(Lines of data)
╭──
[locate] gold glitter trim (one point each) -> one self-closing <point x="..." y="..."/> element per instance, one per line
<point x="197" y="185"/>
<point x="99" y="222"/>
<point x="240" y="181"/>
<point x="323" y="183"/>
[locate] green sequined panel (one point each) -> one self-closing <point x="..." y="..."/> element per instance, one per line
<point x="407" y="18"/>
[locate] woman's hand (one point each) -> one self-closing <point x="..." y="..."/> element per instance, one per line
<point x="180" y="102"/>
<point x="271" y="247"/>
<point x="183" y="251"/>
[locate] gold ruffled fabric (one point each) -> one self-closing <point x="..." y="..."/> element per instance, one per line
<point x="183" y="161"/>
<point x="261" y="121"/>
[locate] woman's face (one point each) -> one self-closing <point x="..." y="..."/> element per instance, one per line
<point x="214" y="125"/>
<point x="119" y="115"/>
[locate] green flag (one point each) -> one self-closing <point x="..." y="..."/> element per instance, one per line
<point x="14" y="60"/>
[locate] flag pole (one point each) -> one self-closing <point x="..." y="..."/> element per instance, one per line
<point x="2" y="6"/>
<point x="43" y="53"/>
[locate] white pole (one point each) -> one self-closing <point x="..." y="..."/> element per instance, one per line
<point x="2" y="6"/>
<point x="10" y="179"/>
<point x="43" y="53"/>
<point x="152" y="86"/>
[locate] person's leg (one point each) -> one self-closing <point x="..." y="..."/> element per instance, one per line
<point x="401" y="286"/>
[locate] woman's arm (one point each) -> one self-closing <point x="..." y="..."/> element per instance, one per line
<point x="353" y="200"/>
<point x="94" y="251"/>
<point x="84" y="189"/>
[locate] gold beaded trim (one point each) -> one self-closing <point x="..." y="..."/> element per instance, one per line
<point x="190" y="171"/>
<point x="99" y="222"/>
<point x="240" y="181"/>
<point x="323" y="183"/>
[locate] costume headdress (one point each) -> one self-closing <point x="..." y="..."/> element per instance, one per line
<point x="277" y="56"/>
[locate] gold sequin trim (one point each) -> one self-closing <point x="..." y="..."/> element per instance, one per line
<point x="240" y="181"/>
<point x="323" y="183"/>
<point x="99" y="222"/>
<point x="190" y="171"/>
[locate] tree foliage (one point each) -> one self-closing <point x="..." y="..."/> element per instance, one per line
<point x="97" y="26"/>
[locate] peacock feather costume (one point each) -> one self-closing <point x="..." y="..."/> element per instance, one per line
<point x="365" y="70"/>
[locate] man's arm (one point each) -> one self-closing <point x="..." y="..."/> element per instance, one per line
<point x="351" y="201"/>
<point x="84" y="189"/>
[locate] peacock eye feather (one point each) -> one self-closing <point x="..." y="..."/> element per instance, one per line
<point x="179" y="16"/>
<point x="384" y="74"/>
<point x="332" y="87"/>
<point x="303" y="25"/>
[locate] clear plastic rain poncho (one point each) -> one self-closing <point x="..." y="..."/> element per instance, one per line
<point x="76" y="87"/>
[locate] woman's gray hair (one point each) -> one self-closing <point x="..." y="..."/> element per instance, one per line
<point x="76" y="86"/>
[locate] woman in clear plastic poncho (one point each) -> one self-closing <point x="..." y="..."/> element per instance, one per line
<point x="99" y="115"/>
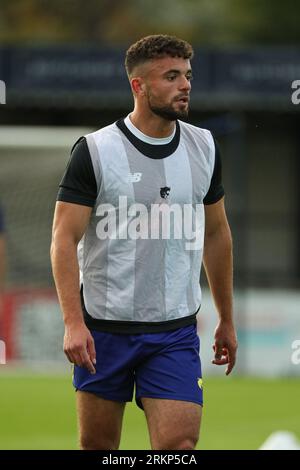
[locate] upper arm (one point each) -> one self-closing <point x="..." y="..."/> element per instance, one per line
<point x="70" y="221"/>
<point x="216" y="190"/>
<point x="215" y="218"/>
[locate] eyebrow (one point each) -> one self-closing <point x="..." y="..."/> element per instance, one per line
<point x="177" y="72"/>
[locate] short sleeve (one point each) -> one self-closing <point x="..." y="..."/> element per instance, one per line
<point x="216" y="190"/>
<point x="78" y="184"/>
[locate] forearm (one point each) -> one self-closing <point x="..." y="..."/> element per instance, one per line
<point x="219" y="270"/>
<point x="66" y="275"/>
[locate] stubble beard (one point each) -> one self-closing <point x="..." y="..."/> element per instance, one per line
<point x="168" y="112"/>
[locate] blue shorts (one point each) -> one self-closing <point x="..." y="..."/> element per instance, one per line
<point x="160" y="365"/>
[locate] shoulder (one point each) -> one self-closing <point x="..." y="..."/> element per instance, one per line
<point x="194" y="132"/>
<point x="107" y="131"/>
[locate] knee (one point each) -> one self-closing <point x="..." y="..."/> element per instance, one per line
<point x="97" y="444"/>
<point x="177" y="443"/>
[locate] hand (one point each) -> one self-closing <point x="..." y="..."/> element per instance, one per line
<point x="79" y="346"/>
<point x="225" y="346"/>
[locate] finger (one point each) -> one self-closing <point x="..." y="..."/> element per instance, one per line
<point x="231" y="362"/>
<point x="220" y="362"/>
<point x="218" y="350"/>
<point x="91" y="349"/>
<point x="86" y="362"/>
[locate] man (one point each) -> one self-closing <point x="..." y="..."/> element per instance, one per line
<point x="135" y="320"/>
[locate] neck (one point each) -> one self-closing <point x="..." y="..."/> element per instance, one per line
<point x="151" y="124"/>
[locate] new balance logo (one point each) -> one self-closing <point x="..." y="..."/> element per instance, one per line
<point x="134" y="177"/>
<point x="164" y="192"/>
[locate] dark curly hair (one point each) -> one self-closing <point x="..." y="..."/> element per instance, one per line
<point x="154" y="46"/>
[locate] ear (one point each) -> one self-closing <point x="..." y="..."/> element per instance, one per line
<point x="138" y="86"/>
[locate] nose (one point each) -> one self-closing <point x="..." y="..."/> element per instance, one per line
<point x="185" y="84"/>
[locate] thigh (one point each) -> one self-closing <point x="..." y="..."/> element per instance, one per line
<point x="99" y="422"/>
<point x="173" y="370"/>
<point x="172" y="424"/>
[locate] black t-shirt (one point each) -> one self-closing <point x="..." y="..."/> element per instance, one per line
<point x="79" y="186"/>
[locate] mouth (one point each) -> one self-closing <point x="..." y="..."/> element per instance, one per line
<point x="183" y="99"/>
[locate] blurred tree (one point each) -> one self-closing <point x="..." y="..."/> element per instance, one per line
<point x="207" y="22"/>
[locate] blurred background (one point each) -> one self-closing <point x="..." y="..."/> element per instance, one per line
<point x="62" y="68"/>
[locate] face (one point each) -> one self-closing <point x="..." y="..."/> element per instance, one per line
<point x="166" y="84"/>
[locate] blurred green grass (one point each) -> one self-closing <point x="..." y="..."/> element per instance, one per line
<point x="38" y="412"/>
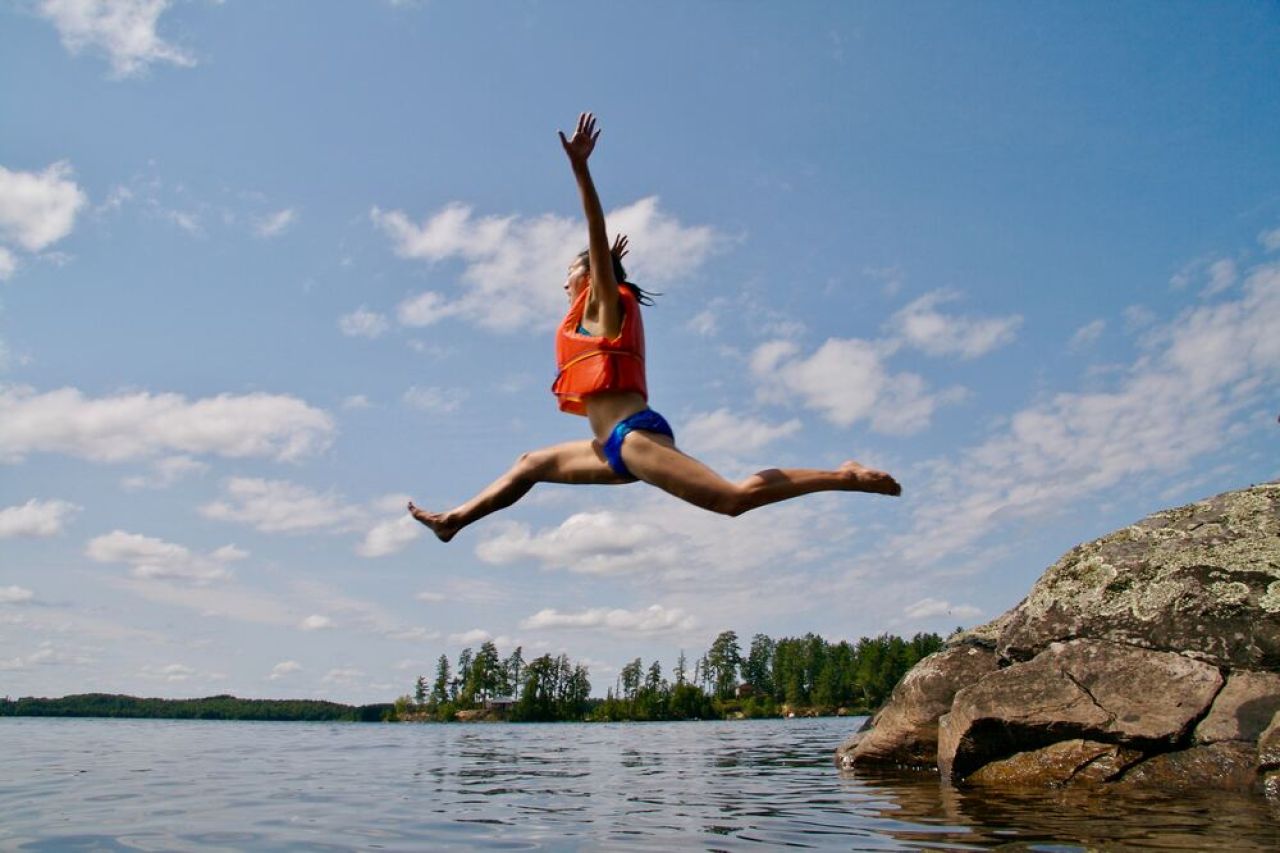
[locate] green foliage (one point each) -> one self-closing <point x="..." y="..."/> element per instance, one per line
<point x="215" y="707"/>
<point x="795" y="674"/>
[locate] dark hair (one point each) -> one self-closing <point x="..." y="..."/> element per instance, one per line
<point x="620" y="276"/>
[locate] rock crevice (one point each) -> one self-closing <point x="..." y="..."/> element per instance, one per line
<point x="1148" y="656"/>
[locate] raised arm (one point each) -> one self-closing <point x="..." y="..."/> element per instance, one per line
<point x="604" y="287"/>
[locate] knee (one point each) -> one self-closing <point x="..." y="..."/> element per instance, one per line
<point x="732" y="503"/>
<point x="529" y="465"/>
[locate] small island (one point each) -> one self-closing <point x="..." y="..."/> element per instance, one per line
<point x="785" y="678"/>
<point x="215" y="707"/>
<point x="796" y="676"/>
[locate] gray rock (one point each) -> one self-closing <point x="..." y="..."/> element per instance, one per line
<point x="1066" y="762"/>
<point x="1243" y="710"/>
<point x="1228" y="765"/>
<point x="1159" y="638"/>
<point x="1269" y="760"/>
<point x="905" y="733"/>
<point x="1202" y="580"/>
<point x="1084" y="689"/>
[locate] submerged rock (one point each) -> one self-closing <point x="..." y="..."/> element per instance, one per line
<point x="905" y="731"/>
<point x="1148" y="656"/>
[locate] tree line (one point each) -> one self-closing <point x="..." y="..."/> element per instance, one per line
<point x="215" y="707"/>
<point x="771" y="678"/>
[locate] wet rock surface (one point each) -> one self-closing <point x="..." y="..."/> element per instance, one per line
<point x="1150" y="657"/>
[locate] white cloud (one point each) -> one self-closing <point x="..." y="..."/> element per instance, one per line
<point x="1137" y="318"/>
<point x="342" y="675"/>
<point x="922" y="325"/>
<point x="1088" y="333"/>
<point x="228" y="553"/>
<point x="283" y="669"/>
<point x="46" y="655"/>
<point x="846" y="381"/>
<point x="649" y="620"/>
<point x="35" y="519"/>
<point x="722" y="430"/>
<point x="155" y="559"/>
<point x="1180" y="400"/>
<point x="172" y="673"/>
<point x="362" y="323"/>
<point x="140" y="424"/>
<point x="391" y="537"/>
<point x="513" y="265"/>
<point x="586" y="542"/>
<point x="165" y="473"/>
<point x="16" y="596"/>
<point x="703" y="323"/>
<point x="927" y="607"/>
<point x="186" y="220"/>
<point x="439" y="401"/>
<point x="274" y="224"/>
<point x="39" y="209"/>
<point x="1270" y="240"/>
<point x="279" y="506"/>
<point x="122" y="30"/>
<point x="424" y="309"/>
<point x="474" y="637"/>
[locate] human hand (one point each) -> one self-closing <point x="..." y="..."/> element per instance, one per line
<point x="620" y="247"/>
<point x="580" y="146"/>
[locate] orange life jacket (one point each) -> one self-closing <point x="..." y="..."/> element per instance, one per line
<point x="589" y="364"/>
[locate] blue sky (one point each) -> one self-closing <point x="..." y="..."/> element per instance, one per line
<point x="269" y="269"/>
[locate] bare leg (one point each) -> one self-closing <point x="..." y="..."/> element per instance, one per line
<point x="656" y="460"/>
<point x="568" y="463"/>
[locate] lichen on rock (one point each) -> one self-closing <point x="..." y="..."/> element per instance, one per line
<point x="1147" y="655"/>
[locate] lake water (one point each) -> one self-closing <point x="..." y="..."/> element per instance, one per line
<point x="146" y="784"/>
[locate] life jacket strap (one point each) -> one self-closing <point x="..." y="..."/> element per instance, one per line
<point x="583" y="356"/>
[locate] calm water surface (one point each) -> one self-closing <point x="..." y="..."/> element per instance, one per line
<point x="145" y="784"/>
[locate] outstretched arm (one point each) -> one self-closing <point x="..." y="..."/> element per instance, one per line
<point x="604" y="287"/>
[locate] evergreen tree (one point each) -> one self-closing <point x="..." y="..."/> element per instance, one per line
<point x="512" y="669"/>
<point x="440" y="685"/>
<point x="758" y="667"/>
<point x="723" y="660"/>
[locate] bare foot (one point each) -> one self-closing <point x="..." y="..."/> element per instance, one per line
<point x="868" y="479"/>
<point x="438" y="523"/>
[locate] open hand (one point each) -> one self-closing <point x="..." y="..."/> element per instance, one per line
<point x="580" y="146"/>
<point x="620" y="247"/>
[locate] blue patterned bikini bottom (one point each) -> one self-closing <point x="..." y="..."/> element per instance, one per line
<point x="647" y="420"/>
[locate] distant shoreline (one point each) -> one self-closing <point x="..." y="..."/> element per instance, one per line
<point x="117" y="706"/>
<point x="215" y="707"/>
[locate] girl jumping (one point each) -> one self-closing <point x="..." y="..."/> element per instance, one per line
<point x="599" y="351"/>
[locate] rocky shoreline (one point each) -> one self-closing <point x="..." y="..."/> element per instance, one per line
<point x="1150" y="657"/>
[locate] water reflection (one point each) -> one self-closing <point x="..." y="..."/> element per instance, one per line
<point x="648" y="787"/>
<point x="1068" y="819"/>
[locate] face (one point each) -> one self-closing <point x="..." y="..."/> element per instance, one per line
<point x="576" y="279"/>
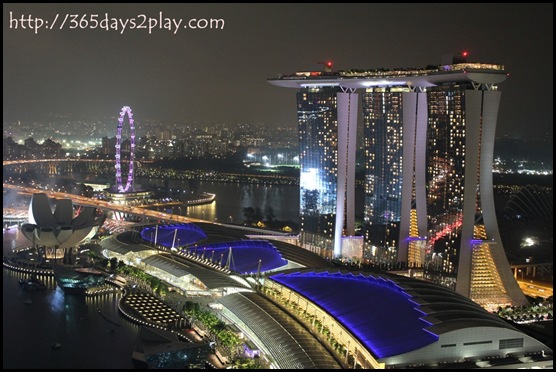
╰──
- _The problem_:
Gather every line of the records above that contains the word "costume", and list each one in full.

- _Answer in full_:
[locate] costume headdress (one point each) -> one self-closing <point x="..." y="..."/> element per instance, one per line
[locate] peacock feather costume (one point each) -> one self-closing <point x="..." y="..."/> element per instance, one per line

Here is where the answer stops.